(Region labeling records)
★ ★ ★ ★

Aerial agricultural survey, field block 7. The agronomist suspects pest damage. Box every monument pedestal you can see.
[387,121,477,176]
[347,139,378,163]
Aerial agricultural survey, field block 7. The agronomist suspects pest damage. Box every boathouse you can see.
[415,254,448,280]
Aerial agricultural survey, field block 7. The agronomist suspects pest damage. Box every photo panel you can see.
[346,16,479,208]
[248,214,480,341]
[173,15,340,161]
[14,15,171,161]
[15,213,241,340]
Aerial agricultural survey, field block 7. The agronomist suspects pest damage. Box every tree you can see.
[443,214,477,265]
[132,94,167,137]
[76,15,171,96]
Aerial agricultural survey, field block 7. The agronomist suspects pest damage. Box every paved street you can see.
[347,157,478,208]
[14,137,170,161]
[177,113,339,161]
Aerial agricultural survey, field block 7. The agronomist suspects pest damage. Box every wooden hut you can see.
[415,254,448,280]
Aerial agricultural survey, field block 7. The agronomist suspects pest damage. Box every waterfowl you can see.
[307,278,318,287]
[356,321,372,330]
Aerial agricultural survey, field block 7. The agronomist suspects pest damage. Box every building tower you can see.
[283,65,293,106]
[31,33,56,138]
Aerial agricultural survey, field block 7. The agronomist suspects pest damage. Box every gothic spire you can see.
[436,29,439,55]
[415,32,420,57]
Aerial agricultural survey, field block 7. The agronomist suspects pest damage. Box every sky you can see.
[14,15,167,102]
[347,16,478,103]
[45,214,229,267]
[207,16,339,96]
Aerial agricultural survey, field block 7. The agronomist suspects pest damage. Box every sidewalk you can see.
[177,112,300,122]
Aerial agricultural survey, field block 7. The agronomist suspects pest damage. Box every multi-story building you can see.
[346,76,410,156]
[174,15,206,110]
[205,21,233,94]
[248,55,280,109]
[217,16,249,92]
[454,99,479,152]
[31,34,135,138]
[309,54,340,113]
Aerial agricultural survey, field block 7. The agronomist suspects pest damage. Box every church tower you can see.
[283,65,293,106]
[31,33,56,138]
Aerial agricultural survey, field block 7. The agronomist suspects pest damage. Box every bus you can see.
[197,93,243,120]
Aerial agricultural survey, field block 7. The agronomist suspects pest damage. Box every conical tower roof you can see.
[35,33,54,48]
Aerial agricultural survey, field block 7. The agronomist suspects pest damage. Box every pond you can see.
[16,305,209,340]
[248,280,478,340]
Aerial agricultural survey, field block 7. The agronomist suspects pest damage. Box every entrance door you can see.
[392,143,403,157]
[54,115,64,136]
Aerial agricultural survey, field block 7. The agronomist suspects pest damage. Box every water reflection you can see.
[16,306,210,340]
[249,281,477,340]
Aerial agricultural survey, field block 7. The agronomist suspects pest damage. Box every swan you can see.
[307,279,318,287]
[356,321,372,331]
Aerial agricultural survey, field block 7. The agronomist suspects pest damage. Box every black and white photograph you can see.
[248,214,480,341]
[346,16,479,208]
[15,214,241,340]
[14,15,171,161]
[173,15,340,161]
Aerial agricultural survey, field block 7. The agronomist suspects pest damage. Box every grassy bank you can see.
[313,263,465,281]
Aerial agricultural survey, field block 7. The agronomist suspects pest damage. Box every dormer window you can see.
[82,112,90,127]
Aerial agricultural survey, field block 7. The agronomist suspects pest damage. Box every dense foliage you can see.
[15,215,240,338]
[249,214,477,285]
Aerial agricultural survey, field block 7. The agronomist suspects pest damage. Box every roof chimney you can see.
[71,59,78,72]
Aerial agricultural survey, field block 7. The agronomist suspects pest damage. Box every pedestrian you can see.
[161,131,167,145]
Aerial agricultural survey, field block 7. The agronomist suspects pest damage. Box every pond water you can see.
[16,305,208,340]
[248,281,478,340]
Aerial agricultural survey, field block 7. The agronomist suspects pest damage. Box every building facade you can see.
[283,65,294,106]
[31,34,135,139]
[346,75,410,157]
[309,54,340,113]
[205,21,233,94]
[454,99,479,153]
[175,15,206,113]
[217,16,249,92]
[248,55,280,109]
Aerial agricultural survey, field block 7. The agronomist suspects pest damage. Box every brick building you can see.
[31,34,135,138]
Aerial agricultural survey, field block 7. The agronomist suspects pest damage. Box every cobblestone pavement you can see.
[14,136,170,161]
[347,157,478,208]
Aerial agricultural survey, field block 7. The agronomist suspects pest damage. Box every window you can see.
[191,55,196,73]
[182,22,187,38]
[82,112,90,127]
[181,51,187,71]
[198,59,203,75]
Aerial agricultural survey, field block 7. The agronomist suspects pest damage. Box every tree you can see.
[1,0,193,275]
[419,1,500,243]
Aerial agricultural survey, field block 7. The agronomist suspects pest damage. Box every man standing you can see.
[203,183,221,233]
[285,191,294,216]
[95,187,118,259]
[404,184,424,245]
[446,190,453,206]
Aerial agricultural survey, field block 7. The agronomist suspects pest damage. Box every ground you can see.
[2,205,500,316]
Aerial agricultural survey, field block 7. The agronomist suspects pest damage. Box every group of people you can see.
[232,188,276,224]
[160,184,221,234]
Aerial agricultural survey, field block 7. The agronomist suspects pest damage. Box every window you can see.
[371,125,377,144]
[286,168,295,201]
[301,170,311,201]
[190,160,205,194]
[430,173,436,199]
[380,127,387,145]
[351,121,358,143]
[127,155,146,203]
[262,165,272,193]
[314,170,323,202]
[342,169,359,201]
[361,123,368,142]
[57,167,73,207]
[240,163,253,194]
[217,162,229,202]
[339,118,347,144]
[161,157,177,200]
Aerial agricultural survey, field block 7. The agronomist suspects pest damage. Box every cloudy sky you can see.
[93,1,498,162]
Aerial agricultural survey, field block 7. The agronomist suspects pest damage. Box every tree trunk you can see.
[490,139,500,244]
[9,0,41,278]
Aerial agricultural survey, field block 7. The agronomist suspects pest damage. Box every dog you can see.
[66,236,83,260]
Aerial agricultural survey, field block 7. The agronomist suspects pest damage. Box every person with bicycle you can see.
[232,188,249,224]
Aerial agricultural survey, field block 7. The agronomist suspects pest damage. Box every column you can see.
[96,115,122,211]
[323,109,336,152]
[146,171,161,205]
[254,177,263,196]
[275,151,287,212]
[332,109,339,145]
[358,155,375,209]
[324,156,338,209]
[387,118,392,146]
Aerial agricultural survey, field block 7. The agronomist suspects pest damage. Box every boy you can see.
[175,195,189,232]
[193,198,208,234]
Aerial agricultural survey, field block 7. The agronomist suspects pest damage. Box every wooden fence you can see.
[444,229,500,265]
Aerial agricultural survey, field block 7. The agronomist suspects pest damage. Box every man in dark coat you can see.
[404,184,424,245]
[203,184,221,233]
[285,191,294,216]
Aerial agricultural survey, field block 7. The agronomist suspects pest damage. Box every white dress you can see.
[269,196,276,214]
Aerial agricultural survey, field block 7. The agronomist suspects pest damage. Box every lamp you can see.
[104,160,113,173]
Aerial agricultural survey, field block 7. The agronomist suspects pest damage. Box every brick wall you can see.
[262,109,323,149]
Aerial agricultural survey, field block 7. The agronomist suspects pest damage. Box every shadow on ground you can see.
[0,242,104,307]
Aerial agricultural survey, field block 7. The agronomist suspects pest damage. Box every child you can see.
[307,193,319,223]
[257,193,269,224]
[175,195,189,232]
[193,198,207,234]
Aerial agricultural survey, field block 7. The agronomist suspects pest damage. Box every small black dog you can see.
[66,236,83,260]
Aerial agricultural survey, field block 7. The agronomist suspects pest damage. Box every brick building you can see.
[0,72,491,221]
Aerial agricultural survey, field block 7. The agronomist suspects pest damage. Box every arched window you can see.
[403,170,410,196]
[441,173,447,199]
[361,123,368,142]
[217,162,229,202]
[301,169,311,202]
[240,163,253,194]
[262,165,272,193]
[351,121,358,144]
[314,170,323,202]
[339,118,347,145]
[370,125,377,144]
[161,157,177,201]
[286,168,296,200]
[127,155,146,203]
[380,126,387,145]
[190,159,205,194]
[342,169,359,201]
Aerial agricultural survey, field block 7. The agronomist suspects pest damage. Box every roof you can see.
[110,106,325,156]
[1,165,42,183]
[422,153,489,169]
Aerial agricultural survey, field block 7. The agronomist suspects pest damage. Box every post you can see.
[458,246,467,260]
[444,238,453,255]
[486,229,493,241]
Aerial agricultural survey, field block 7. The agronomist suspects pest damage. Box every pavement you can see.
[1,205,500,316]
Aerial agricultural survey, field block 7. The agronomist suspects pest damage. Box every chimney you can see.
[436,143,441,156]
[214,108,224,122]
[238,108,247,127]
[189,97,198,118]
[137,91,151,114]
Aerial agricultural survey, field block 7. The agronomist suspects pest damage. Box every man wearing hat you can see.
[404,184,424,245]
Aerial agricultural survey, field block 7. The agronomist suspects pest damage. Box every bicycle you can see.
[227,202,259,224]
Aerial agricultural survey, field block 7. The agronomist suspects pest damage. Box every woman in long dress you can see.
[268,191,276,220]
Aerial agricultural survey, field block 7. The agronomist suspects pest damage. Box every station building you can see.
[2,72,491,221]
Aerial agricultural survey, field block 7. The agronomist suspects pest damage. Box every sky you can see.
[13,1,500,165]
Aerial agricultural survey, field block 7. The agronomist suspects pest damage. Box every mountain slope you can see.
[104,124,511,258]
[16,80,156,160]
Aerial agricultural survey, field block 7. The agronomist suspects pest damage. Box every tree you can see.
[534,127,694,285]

★ ★ ★ ★

▶ Task statement:
Repeat word for word the lines from the one with "on ground you can see." to the one with "[0,242,104,307]", including both of those lines.

▶ Written response:
Aerial agricultural survey, field block 7. The agronomist suspects pest damage. Box every shadow on ground you can see.
[0,242,104,307]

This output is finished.